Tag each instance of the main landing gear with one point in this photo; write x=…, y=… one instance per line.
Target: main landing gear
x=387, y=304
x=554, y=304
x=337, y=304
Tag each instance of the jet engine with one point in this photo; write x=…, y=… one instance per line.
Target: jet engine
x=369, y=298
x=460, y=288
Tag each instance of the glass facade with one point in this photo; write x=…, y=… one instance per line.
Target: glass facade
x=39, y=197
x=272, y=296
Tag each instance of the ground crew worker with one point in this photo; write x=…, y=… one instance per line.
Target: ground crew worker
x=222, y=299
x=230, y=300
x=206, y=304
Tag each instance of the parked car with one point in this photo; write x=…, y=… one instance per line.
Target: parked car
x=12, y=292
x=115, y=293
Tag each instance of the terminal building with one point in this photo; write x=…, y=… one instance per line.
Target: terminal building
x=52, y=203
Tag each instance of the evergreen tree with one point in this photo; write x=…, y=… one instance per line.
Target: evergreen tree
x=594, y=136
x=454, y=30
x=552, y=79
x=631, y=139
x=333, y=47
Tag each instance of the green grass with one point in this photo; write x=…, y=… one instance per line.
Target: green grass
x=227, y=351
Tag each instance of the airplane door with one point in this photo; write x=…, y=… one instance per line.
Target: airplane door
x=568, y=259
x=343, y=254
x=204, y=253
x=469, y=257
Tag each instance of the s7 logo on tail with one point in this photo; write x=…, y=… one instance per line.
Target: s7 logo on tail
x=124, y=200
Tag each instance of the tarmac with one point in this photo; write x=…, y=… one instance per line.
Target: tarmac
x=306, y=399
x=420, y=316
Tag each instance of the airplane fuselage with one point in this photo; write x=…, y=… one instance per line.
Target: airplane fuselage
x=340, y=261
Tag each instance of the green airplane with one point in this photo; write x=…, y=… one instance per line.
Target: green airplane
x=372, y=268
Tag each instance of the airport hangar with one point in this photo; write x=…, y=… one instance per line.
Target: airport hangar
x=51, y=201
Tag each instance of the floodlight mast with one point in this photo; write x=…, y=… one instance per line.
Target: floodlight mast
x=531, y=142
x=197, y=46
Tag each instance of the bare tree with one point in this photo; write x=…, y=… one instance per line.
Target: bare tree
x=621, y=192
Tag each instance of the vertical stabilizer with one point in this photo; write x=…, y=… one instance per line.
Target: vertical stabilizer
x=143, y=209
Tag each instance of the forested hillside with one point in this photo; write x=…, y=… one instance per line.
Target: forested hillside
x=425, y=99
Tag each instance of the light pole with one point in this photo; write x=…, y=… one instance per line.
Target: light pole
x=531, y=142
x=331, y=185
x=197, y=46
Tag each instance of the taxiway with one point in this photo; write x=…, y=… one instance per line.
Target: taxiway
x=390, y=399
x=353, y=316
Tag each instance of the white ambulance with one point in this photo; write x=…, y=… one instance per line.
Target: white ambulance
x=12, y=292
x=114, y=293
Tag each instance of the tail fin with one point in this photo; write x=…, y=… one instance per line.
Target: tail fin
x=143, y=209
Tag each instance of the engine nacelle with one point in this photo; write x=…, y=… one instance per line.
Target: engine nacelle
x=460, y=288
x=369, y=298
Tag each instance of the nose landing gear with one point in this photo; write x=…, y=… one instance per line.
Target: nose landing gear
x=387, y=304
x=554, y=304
...
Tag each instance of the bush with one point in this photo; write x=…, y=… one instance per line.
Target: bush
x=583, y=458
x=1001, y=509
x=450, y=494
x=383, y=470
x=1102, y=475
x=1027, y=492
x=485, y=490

• _GOAL_
Convert the lines from the one containing "Tag each instance of the bush" up to and including the one containing "x=485, y=490" into a JSON list of strings, one string per line, skipping any blank lines.

• _TASK RESULT_
[
  "Tag each instance of the bush with one point in this photo; write x=…, y=… one instance per line.",
  "Target: bush",
  "x=583, y=458",
  "x=1001, y=509",
  "x=450, y=494",
  "x=383, y=470",
  "x=1102, y=475",
  "x=1027, y=492",
  "x=485, y=490"
]